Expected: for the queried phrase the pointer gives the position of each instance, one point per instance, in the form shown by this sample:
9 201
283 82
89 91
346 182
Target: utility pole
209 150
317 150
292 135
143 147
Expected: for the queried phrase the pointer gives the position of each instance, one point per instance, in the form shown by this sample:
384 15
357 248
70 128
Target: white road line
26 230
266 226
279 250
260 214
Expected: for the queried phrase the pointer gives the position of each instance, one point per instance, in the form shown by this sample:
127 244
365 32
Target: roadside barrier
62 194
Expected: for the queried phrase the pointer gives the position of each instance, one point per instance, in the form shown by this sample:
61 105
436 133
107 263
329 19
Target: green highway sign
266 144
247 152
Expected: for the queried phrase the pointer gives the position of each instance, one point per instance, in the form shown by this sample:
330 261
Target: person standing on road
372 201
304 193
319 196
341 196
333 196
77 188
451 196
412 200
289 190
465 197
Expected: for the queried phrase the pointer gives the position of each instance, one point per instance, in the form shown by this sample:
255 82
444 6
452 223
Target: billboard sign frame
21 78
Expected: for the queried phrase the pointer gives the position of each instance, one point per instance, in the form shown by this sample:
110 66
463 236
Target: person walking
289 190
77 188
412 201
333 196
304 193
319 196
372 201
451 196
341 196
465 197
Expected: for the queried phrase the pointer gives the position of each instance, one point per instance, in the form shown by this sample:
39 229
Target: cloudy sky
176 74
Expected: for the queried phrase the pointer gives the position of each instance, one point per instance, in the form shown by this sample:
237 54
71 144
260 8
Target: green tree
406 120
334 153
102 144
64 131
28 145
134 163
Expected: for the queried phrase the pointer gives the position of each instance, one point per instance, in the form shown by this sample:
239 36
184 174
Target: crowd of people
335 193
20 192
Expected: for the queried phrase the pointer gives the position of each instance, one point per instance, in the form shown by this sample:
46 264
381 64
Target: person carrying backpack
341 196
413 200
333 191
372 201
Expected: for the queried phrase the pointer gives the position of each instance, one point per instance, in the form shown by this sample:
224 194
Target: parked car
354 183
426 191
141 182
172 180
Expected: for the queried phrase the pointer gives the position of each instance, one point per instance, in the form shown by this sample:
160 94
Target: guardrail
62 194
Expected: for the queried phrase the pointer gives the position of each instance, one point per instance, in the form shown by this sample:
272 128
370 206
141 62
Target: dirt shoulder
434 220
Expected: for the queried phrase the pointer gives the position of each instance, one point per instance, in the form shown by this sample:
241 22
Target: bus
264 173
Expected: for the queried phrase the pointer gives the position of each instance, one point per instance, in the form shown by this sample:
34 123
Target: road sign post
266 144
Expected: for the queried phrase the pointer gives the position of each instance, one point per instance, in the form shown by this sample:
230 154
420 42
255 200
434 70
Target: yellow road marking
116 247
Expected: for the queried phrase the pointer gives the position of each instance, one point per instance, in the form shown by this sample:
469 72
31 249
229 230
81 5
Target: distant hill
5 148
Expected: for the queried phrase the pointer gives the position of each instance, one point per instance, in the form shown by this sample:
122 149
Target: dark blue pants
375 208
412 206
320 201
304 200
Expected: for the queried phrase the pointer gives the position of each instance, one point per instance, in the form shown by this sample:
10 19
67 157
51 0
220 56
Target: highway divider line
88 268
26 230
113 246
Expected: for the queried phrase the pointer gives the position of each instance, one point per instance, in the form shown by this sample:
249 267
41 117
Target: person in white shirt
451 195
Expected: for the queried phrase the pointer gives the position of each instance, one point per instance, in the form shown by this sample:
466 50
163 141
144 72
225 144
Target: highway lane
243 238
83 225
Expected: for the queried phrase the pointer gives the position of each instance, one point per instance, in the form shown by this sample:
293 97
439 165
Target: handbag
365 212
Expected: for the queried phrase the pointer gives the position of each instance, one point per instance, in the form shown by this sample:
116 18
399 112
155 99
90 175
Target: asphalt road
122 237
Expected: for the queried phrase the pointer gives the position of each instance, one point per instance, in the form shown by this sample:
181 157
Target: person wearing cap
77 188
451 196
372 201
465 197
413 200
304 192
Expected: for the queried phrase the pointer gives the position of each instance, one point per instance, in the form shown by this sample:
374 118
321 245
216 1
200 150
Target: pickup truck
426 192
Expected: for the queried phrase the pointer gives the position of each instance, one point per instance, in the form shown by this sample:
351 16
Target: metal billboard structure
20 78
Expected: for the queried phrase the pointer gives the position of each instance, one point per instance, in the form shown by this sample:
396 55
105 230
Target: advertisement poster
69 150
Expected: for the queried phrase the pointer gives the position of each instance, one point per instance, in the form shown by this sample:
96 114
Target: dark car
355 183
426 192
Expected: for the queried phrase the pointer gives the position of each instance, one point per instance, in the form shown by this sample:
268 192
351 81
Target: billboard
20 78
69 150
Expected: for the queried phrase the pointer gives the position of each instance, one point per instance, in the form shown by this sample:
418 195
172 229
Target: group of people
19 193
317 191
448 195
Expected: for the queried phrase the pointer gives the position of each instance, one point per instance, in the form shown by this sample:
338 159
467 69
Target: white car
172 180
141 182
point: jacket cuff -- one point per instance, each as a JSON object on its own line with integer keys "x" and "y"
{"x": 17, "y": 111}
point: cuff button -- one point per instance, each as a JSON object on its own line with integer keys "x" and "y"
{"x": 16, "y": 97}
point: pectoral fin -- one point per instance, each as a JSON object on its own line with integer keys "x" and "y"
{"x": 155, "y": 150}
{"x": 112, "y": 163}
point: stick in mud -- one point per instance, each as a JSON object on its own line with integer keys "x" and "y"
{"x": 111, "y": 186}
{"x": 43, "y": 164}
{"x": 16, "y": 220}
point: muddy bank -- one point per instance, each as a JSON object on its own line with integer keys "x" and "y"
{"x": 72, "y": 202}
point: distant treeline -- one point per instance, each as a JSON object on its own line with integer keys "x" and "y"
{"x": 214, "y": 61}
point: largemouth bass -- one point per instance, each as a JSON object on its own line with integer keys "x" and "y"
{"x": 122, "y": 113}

• • • • •

▶ [Exercise aim]:
The output should match the records above exactly, entry for entry.

▶ [Problem solution]:
Expected: for the queried phrase the pointer gives the position of each instance, one point per instance, in the form shown by this sample:
9 201
283 82
89 91
346 182
Target: utility pole
209 150
317 150
292 135
143 147
Expected: for the queried phrase the pointer gives the position of each instance, one point per instance, in the form shown by this sample:
384 15
357 248
70 128
Target: white road line
26 230
266 226
279 250
260 214
Expected: for the queried phrase the pointer gives the position of each instance, one point per instance, in the form shown by this sample:
127 244
365 32
Target: roadside barrier
62 194
Expected: for the queried phrase the pointer gives the position of each instance, one point per instance, in the form shown by this sample:
61 105
436 133
107 263
329 19
Target: green highway sign
266 144
247 152
Expected: for the queried phrase the pointer gives the position of each instance, one point per instance, in the form shown by this sample:
330 261
Target: person standing on road
372 201
304 193
319 196
341 196
333 196
77 188
451 196
412 200
289 190
465 197
Expected: for the queried phrase the pointer gives the position of each instance, one point per instance, in the form shown by this sample:
255 82
444 6
452 223
Target: billboard sign frame
21 78
Expected: for the queried phrase the pointer gives the position of each instance, one point per instance, in the form shown by this sample:
110 66
463 236
Target: person walking
289 190
77 188
412 201
333 196
304 193
319 196
372 201
451 196
341 196
465 197
Expected: for the queried phrase the pointer gives the position of each instance, one point per instance, in the form shown by this sample:
39 229
Target: cloudy sky
176 74
Expected: for the queried phrase the pointer gives the position of each instance, one point per instance, in the form shown by this sample:
237 54
71 144
260 8
Target: green tree
406 120
334 153
102 144
64 131
28 145
134 163
Expected: for the queried phrase the pointer gives the position of each instance, one point per instance, in the form shown by this sample:
239 36
184 174
Target: crowd of people
335 193
20 192
Expected: for the queried phrase the pointer gives the position of each instance, one point per instance, in the form shown by this sample:
46 264
381 64
Target: person carrying backpack
341 196
413 200
333 191
372 201
Expected: for the queried phrase the pointer gives the position of each instance, one point per instance, in the form shown by this sample:
224 194
Target: parked car
354 183
426 191
141 182
172 180
Expected: for the queried phrase the pointer gives the position of each instance, one point per instance, in the form shown by this sample:
160 94
Target: guardrail
62 194
Expected: for the queried phrase the pointer gives the position of each instance, one point per instance, in the form shown by this sample:
272 128
370 206
141 62
Target: dirt shoulder
434 220
Expected: for the queried phrase the pointer gives the position of each instance, one point per instance, in the form shown by this sample:
241 22
Target: bus
264 173
Expected: for the queried phrase the pointer gives the position of each instance, one point per instance, in the form shown by this sample:
34 123
Target: road sign post
266 144
Expected: for the queried phrase the pointer gives the position of each instance, one point per instance, in the form shown by this sample:
230 154
420 42
255 200
434 70
Target: yellow road marking
116 247
Expected: for the queried phrase the pointer gives the position of each instance, one point per instance, in the form shown by this sample:
469 72
31 249
229 230
81 5
Target: distant hill
5 148
Expected: for the queried phrase the pointer gives the position of each instance, one point per instance, in the form shown by this sample:
122 149
Target: dark blue pants
375 208
412 206
320 201
304 200
Expected: for the queried phrase the pointer gives the position of each instance, one point per instance, in the form shown by this sample:
10 19
67 157
51 0
220 56
Target: highway divider line
88 268
26 230
113 246
Expected: for the queried phrase the pointer gives the position of each instance, one point per instance, in the form shown by this sample:
249 267
41 117
Target: person in white shirt
451 195
Expected: for the queried phrase the pointer gives the position of each instance, one point per instance, in the form shown by this sample:
466 50
163 141
144 72
225 144
Target: highway lane
243 238
83 225
Expected: for the queried phrase the pointer gives the position of each instance, one point per instance, in the form shown by this sample:
293 97
439 165
Target: handbag
365 212
Expected: for the queried phrase the pointer gives the position of each instance, one point per instance, in the form shown by this sample:
116 18
399 112
155 99
90 175
Target: asphalt road
122 237
Expected: for the queried phrase the pointer gives the position of each instance, one point per instance, in the form shown by this sample:
181 157
Target: person wearing cap
77 188
451 196
372 201
465 197
413 200
304 192
Expected: for the queried phrase the pointer gives the position of each instance, one point per instance, in the form shown by this sample:
374 118
321 245
216 1
200 150
Target: pickup truck
426 192
Expected: for the queried phrase the pointer gives the position of each instance, one point per instance, in the form shown by this sample:
351 16
Target: metal billboard structure
20 78
Expected: for the queried phrase the pointer gives the position of each instance, one point per instance, in the form shown by this sample:
396 55
105 230
Target: advertisement poster
69 150
Expected: for the queried phrase the pointer gives the position of each instance, one point per instance, in the form shown by this sample:
96 114
Target: dark car
355 183
426 192
Expected: for the queried phrase the pointer gives the position of each instance, one point per instance, in the form shown by this sample:
268 192
351 81
Target: billboard
20 78
69 150
Expected: for the queried phrase the pointer gives the position of each instance, one point per instance, in the form shown by this sample:
418 195
172 229
Target: group of people
19 193
317 191
448 195
Expected: for the queried phrase the pointer gives the position of each instance, one point per instance, in the form shown by this sample:
338 159
467 69
Target: white car
172 180
141 182
point: jacket cuff -- one point per instance, each as a JSON object on its own line with integer keys "x" and "y"
{"x": 17, "y": 111}
point: cuff button -- one point per instance, each as a JSON object on its own line with integer keys "x" and "y"
{"x": 16, "y": 97}
point: pectoral fin -- one point per instance, each as a JSON object on its own line with integer keys "x" and "y"
{"x": 155, "y": 150}
{"x": 112, "y": 163}
point: stick in mud -- one point per instance, each as a JSON object on its own line with integer keys "x" and "y"
{"x": 111, "y": 186}
{"x": 43, "y": 164}
{"x": 16, "y": 220}
point: muddy bank -- one point per instance, each as a JSON object on its own line with integer keys "x" and "y"
{"x": 72, "y": 202}
point: distant treeline -- one point per instance, each as a JSON object on its own line with integer keys "x" and "y"
{"x": 214, "y": 61}
point: largemouth bass -- one point per instance, each as a JSON object on its own line with integer keys "x" and "y"
{"x": 122, "y": 113}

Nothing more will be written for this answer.